- **PROBLEM A**
According to the article below about builder Lee Wetherington, where was his first Sarasota office?

- **SOURCE TEXT**
(begin)
Article

This American Life.

By Hannah Wallace February 29, 2004

On his desk, Lee Wetherington keeps a faded snapshot from 1981 that shows his first Sarasota office. The office, in the Florida room of his house, had an old AC unit and just enough room for a small desk and chair. Wetherington, 56, examines the photo for a moment, and then puts it down. "I never forget," he says.

Wetherington's current office with its big conference table, three-sided desk, and photos of his longtime significant other, Sarasota Herald-Tribune publisher Diane McFarlin, adorning a shelf, reflects his status as the top independent builder in Manatee and Sarasota counties. Last year, Lee Wetherington Companies' sales volume topped $111 million and revenue topped $94 million. The next local independent builder/developer in line, Neal Communities, came in at $66 million, according to a Sarasota/Manatee BUSINESS survey.

Wetherington is jubilant about breaking the $100-million mark and about his selection as one of the three best American builders in 2004 by Builder magazine. The honor is based largely on profitability-his company's net profit margin is in the top one percent in the nation, he says-as well as design and construction, customer service, marketing and community involvement. "It's the highest honor you can receive in our industry," he says.
(end)
(Dataset items)
(begin)
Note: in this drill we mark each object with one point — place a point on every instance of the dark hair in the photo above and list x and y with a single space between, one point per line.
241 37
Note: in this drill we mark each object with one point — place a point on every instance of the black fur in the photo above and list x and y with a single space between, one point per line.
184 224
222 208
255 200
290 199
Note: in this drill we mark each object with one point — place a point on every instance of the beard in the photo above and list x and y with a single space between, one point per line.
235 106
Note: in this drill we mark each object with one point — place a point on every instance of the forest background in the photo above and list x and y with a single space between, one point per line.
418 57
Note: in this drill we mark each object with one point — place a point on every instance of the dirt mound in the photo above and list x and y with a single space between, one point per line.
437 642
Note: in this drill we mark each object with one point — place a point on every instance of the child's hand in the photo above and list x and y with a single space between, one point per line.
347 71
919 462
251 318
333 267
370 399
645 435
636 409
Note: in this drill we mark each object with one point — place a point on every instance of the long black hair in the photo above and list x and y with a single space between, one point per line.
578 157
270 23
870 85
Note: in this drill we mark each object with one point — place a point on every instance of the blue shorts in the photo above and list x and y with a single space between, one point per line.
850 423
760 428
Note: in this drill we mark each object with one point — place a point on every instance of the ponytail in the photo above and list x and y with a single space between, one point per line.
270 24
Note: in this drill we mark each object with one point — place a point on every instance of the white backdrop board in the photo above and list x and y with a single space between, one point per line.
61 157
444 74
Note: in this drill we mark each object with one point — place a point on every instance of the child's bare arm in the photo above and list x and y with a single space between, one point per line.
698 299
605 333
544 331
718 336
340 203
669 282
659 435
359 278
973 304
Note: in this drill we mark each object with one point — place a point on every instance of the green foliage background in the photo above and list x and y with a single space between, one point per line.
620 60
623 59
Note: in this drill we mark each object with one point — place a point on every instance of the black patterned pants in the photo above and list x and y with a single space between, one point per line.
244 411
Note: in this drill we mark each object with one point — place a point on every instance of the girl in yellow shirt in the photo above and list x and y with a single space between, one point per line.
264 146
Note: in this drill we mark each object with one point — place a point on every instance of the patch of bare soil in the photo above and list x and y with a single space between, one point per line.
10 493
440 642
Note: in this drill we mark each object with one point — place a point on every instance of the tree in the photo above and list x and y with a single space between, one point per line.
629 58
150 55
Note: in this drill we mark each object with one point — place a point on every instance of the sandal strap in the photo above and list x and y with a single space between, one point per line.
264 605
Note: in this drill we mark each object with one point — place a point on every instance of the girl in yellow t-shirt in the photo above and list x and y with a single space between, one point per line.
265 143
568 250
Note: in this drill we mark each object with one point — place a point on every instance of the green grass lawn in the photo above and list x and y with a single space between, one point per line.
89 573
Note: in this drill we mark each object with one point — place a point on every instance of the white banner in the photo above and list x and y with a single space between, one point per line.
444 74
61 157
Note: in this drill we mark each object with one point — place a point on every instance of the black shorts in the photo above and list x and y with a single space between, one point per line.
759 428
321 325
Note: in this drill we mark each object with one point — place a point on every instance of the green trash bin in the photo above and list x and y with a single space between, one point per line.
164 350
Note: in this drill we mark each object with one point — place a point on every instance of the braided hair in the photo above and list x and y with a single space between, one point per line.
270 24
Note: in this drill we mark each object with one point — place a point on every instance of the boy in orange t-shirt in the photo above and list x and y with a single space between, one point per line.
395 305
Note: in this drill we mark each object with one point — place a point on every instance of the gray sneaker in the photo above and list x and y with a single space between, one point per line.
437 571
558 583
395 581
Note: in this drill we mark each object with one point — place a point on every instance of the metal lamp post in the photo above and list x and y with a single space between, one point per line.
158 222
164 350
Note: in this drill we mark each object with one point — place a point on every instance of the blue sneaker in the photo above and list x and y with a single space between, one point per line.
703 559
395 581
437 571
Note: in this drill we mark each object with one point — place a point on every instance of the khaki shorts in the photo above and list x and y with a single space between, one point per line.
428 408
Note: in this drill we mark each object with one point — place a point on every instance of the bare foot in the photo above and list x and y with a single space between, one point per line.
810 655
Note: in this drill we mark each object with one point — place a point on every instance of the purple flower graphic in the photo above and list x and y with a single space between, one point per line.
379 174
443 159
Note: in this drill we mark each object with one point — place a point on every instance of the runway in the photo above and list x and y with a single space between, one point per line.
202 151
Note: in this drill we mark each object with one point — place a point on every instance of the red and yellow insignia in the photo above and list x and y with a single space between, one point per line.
(end)
- **PROBLEM B**
Duplicate the listing above without changes, everything from the line containing "the blue sneaker" down to the end of the listing.

- **WRITTEN RESPONSE A**
It was in the Florida room of his house.

- **WRITTEN RESPONSE B**
Note: in this drill we mark each object with one point — place a point on every instance of the blue sneaker in the photo above and list x and y with a single space between, one point per line.
703 559
395 581
437 571
Note: in this drill we mark each object with one point — place a point on every instance of the khaki shorts in the photo above and list x and y with a single space between, one point per line.
428 408
Note: in this drill we mark each object with one point — place a point on every instance of the bare foot in the photo above and list x and y with a single space between, one point per line.
810 655
Note: in this drill we mark each object with one point — place a point on every instance of the purple flower graphic in the photo above and list x and y with a single space between, one point per line.
379 174
443 159
Note: in this drill we mark each object with one point — place a point on every instance of the runway in the photo above and list x and y with a single space between, one point per line.
202 151
Note: in this drill we mark each object with one point — place a point on every instance of the red and yellow insignia in the photo above and list x and y with a single space between, one point per line.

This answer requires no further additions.